Reproduce only the part of the entries that opens with the line containing "Target: river" and closes with the line containing "[[[0,136],[0,242],[119,242],[120,187],[77,148]]]", both included, keeping every line. Scale each coordinate in the answers by 0.45 and round to a whole number, with halves rounded up.
— Begin —
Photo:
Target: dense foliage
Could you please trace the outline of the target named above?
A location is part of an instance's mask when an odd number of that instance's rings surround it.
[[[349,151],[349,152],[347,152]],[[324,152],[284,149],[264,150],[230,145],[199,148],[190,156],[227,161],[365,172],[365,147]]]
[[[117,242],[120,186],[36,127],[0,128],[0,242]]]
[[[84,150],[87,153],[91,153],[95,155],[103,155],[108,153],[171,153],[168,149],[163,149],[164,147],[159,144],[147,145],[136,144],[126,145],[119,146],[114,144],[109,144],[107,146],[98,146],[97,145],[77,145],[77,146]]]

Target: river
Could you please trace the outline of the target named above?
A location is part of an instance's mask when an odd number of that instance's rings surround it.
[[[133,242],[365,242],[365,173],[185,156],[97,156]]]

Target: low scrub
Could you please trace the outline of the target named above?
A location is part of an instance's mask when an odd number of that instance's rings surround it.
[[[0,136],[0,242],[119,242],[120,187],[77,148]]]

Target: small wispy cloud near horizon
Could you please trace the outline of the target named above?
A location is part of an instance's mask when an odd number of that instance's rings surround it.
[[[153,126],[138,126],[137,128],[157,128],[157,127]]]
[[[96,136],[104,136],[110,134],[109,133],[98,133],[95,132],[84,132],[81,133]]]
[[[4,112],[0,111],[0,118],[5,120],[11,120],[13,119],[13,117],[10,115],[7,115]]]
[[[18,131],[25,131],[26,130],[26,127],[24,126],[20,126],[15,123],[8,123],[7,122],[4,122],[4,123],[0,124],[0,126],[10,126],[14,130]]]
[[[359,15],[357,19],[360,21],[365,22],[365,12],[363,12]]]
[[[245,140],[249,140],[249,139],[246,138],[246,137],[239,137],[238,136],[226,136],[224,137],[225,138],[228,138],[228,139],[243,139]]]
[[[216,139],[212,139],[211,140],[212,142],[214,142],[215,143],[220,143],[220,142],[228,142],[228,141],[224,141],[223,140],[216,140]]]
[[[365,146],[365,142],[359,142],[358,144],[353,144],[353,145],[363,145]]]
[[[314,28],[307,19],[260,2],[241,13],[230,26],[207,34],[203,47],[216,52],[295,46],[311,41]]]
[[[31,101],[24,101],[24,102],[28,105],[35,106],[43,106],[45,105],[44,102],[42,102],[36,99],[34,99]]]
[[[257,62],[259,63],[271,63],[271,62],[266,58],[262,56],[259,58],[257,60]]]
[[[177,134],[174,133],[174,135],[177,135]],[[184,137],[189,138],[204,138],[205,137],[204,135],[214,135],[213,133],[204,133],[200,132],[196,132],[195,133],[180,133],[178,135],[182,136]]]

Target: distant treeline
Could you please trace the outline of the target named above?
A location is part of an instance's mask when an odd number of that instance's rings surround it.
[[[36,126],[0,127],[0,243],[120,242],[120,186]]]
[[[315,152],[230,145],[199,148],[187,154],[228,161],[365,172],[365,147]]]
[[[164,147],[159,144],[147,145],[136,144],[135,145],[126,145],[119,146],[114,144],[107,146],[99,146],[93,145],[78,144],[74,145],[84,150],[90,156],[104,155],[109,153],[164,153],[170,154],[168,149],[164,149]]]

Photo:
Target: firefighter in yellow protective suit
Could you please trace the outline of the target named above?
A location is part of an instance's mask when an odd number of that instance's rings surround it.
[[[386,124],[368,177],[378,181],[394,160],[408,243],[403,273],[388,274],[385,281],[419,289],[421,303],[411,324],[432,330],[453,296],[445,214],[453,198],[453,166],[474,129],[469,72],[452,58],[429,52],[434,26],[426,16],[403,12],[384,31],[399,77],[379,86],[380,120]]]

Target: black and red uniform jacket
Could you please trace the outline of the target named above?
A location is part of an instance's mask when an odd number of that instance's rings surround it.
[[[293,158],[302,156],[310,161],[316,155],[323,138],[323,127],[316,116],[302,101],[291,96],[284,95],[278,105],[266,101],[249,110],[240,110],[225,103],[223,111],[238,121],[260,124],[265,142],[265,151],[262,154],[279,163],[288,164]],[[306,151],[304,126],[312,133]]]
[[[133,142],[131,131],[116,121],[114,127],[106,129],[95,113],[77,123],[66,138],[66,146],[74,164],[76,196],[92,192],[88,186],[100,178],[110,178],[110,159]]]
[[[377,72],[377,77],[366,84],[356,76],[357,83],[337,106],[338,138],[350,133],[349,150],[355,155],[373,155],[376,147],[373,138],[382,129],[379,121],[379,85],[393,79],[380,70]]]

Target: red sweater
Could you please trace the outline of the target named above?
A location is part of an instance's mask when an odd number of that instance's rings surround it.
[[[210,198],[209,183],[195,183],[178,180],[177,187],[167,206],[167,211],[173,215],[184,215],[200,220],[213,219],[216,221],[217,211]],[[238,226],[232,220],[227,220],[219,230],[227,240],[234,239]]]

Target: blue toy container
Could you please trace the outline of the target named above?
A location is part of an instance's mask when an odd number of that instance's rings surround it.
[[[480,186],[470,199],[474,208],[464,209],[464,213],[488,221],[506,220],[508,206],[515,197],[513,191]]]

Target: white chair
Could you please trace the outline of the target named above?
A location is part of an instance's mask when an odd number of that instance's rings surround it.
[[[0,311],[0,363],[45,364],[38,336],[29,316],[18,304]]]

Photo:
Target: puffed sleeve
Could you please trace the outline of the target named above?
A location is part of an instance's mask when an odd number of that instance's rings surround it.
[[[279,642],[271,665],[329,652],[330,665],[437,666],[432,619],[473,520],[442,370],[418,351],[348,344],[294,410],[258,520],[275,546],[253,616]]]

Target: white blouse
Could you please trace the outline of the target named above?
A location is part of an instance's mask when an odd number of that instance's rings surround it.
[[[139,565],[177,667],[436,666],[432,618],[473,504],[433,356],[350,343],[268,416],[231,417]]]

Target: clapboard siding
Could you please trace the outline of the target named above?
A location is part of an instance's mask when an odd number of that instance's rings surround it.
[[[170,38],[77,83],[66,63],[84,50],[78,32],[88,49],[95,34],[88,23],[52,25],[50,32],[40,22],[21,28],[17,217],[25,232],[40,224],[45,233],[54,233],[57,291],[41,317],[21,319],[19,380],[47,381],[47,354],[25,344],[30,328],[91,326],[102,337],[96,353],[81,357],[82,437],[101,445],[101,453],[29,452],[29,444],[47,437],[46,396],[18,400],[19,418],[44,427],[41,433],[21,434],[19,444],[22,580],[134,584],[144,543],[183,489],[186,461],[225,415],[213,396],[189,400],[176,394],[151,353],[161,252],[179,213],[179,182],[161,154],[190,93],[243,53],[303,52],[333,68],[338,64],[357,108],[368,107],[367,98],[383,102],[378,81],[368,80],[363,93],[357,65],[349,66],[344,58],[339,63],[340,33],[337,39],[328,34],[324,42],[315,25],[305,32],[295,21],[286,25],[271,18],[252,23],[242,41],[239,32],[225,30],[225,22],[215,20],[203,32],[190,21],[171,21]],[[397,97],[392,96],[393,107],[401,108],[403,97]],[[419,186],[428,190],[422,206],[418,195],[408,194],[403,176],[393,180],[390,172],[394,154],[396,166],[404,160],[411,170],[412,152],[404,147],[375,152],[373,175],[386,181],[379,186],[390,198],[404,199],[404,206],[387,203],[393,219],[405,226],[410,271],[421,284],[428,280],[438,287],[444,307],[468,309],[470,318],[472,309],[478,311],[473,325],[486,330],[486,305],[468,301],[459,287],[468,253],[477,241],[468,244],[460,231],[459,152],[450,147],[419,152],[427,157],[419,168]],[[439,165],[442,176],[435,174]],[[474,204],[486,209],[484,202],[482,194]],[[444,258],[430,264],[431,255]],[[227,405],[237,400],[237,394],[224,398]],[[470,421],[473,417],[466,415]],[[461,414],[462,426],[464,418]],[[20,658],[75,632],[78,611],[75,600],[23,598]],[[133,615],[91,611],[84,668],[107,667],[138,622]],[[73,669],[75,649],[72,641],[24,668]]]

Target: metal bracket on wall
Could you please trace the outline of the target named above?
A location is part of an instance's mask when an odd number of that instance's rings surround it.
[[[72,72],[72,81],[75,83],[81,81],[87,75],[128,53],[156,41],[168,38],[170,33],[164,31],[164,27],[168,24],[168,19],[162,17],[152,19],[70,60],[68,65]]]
— End —
§ Solution to this problem:
Target: river
Could you please trace the outline of the target named above?
A location is part of an instance's mask when an odd number of that instance's rings surround it.
[[[60,109],[164,109],[164,78],[83,70],[44,70]]]

Target: low scrub
Could you please trace the outline of the target named above?
A location is part of an instance's mask when an odd number of that instance's rings surround it.
[[[0,61],[0,109],[54,109],[54,84],[35,67]]]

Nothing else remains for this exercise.